_Task material:_
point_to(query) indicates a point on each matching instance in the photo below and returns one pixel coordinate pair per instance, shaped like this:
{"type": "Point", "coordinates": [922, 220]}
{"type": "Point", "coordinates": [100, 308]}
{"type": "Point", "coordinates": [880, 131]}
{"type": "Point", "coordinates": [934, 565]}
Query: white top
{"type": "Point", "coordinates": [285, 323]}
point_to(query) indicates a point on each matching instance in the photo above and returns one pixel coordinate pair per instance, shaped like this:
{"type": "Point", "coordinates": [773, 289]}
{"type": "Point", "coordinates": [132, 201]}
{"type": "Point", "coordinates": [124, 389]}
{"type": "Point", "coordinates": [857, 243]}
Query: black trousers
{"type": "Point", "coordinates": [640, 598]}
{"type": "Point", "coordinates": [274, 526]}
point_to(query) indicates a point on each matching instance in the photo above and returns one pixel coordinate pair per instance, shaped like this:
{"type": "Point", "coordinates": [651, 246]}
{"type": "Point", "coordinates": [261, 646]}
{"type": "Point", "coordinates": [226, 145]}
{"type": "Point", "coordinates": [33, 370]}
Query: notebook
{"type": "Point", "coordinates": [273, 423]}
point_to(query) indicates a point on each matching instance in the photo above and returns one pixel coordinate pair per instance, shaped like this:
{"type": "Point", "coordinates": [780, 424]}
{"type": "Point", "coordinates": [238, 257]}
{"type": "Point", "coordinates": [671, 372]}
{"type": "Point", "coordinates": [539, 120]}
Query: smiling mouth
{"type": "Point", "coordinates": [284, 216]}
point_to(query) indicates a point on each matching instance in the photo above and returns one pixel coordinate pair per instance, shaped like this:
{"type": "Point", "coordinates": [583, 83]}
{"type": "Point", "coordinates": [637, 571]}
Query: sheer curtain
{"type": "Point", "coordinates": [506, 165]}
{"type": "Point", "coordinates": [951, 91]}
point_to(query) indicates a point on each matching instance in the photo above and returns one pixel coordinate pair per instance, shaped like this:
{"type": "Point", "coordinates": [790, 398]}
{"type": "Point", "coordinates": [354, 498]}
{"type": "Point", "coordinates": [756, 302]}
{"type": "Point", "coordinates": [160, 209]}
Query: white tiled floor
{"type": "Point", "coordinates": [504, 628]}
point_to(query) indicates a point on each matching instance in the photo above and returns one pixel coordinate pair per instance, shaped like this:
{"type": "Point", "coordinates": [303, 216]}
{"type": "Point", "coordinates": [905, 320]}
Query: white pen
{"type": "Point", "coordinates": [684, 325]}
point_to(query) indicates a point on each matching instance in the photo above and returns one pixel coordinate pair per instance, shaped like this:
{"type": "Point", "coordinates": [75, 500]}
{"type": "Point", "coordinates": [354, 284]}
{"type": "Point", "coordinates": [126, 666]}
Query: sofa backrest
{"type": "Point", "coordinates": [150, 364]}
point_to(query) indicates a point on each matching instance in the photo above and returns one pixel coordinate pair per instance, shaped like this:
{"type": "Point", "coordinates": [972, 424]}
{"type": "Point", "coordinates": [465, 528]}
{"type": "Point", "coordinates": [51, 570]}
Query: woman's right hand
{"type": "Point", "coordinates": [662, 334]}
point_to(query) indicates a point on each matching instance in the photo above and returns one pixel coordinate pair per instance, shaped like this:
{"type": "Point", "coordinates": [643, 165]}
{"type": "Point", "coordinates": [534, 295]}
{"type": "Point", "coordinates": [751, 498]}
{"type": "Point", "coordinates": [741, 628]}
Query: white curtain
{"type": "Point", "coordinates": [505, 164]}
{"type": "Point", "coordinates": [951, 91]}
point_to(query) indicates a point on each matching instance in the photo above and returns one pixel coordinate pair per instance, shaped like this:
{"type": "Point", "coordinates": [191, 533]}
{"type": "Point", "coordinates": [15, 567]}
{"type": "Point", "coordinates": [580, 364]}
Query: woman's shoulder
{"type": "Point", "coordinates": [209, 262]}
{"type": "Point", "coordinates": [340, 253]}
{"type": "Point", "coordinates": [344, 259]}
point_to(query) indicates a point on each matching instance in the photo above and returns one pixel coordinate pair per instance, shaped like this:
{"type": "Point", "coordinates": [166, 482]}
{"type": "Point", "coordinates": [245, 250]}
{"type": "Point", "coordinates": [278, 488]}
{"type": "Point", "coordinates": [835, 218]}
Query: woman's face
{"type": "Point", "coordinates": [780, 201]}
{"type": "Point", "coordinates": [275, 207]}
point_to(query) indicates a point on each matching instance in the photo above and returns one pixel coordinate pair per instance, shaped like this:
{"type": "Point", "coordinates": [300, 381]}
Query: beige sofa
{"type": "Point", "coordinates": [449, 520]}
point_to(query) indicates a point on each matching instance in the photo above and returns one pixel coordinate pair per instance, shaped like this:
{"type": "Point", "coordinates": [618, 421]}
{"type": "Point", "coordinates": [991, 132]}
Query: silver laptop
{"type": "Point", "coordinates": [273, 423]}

_Exercise requirements:_
Every entry should be output exactly as written, please.

_The response:_
point_to(query) indicates a point on each matching instance in the photo below and returns one pixel coordinate pair per instance, shaped like this:
{"type": "Point", "coordinates": [922, 220]}
{"type": "Point", "coordinates": [100, 308]}
{"type": "Point", "coordinates": [880, 131]}
{"type": "Point", "coordinates": [934, 565]}
Query: white top
{"type": "Point", "coordinates": [285, 323]}
point_to(query) indicates a point on each matching instance in the photo above and returns one pixel coordinate pair per instance, shaped like this:
{"type": "Point", "coordinates": [773, 289]}
{"type": "Point", "coordinates": [132, 201]}
{"type": "Point", "coordinates": [124, 389]}
{"type": "Point", "coordinates": [857, 243]}
Query: black trousers
{"type": "Point", "coordinates": [640, 598]}
{"type": "Point", "coordinates": [274, 526]}
point_to(query) indicates a point on each matching instance in the photo above and returns one pixel coordinate pair per instance, shaped like this:
{"type": "Point", "coordinates": [651, 246]}
{"type": "Point", "coordinates": [261, 646]}
{"type": "Point", "coordinates": [226, 145]}
{"type": "Point", "coordinates": [33, 370]}
Query: notebook
{"type": "Point", "coordinates": [273, 423]}
point_to(query) indicates a point on each matching instance in the photo above and returns one pixel coordinate pair per instance, shaped like this:
{"type": "Point", "coordinates": [780, 424]}
{"type": "Point", "coordinates": [238, 257]}
{"type": "Point", "coordinates": [671, 372]}
{"type": "Point", "coordinates": [539, 120]}
Query: smiling mouth
{"type": "Point", "coordinates": [284, 216]}
point_to(query) indicates a point on each matching instance in the photo above and returns one pixel coordinate pair per instance, shaped like this:
{"type": "Point", "coordinates": [583, 83]}
{"type": "Point", "coordinates": [637, 571]}
Query: sheer curtain
{"type": "Point", "coordinates": [506, 165]}
{"type": "Point", "coordinates": [951, 91]}
point_to(query) indicates a point on each matching instance in the photo above and returns one pixel coordinate pair per instance, shaped like this:
{"type": "Point", "coordinates": [790, 398]}
{"type": "Point", "coordinates": [354, 498]}
{"type": "Point", "coordinates": [756, 302]}
{"type": "Point", "coordinates": [160, 209]}
Query: white tiled floor
{"type": "Point", "coordinates": [504, 628]}
point_to(query) indicates a point on each matching instance in the photo above and returns one pixel coordinate pair per instance, shaped like this:
{"type": "Point", "coordinates": [303, 216]}
{"type": "Point", "coordinates": [905, 320]}
Query: white pen
{"type": "Point", "coordinates": [684, 325]}
point_to(query) indicates a point on each matching instance in the photo above and returns one pixel coordinate pair per instance, shaped like this:
{"type": "Point", "coordinates": [75, 500]}
{"type": "Point", "coordinates": [354, 284]}
{"type": "Point", "coordinates": [126, 666]}
Query: sofa backrest
{"type": "Point", "coordinates": [150, 364]}
point_to(query) indicates a point on each matching instance in the photo above and returns one pixel coordinate pair per instance, shaped like this:
{"type": "Point", "coordinates": [972, 424]}
{"type": "Point", "coordinates": [465, 528]}
{"type": "Point", "coordinates": [51, 570]}
Query: woman's right hand
{"type": "Point", "coordinates": [662, 334]}
point_to(query) indicates a point on each matching instance in the photo above and returns one pixel coordinate pair per instance, shaped like this:
{"type": "Point", "coordinates": [643, 165]}
{"type": "Point", "coordinates": [534, 295]}
{"type": "Point", "coordinates": [751, 498]}
{"type": "Point", "coordinates": [741, 628]}
Query: white curtain
{"type": "Point", "coordinates": [505, 164]}
{"type": "Point", "coordinates": [951, 91]}
point_to(query) indicates a point on each matching instance in the photo above and returns one pixel coordinate pair per instance, shaped like this:
{"type": "Point", "coordinates": [191, 533]}
{"type": "Point", "coordinates": [15, 567]}
{"type": "Point", "coordinates": [580, 364]}
Query: woman's shoulder
{"type": "Point", "coordinates": [209, 262]}
{"type": "Point", "coordinates": [340, 253]}
{"type": "Point", "coordinates": [344, 259]}
point_to(query) indicates a point on each matching instance in the photo above and returns one pixel coordinate pair per instance, shaped like this:
{"type": "Point", "coordinates": [166, 482]}
{"type": "Point", "coordinates": [245, 250]}
{"type": "Point", "coordinates": [278, 488]}
{"type": "Point", "coordinates": [835, 218]}
Query: woman's face
{"type": "Point", "coordinates": [780, 201]}
{"type": "Point", "coordinates": [275, 207]}
point_to(query) indicates a point on each matching instance in the photo above and returns one pixel coordinate pair per instance, shaped like this:
{"type": "Point", "coordinates": [300, 381]}
Query: beige sofa
{"type": "Point", "coordinates": [449, 520]}
point_to(query) indicates a point on each matching instance in the photo above and returns one pixel coordinate pair per instance, shaped like this:
{"type": "Point", "coordinates": [618, 421]}
{"type": "Point", "coordinates": [991, 132]}
Query: silver laptop
{"type": "Point", "coordinates": [273, 423]}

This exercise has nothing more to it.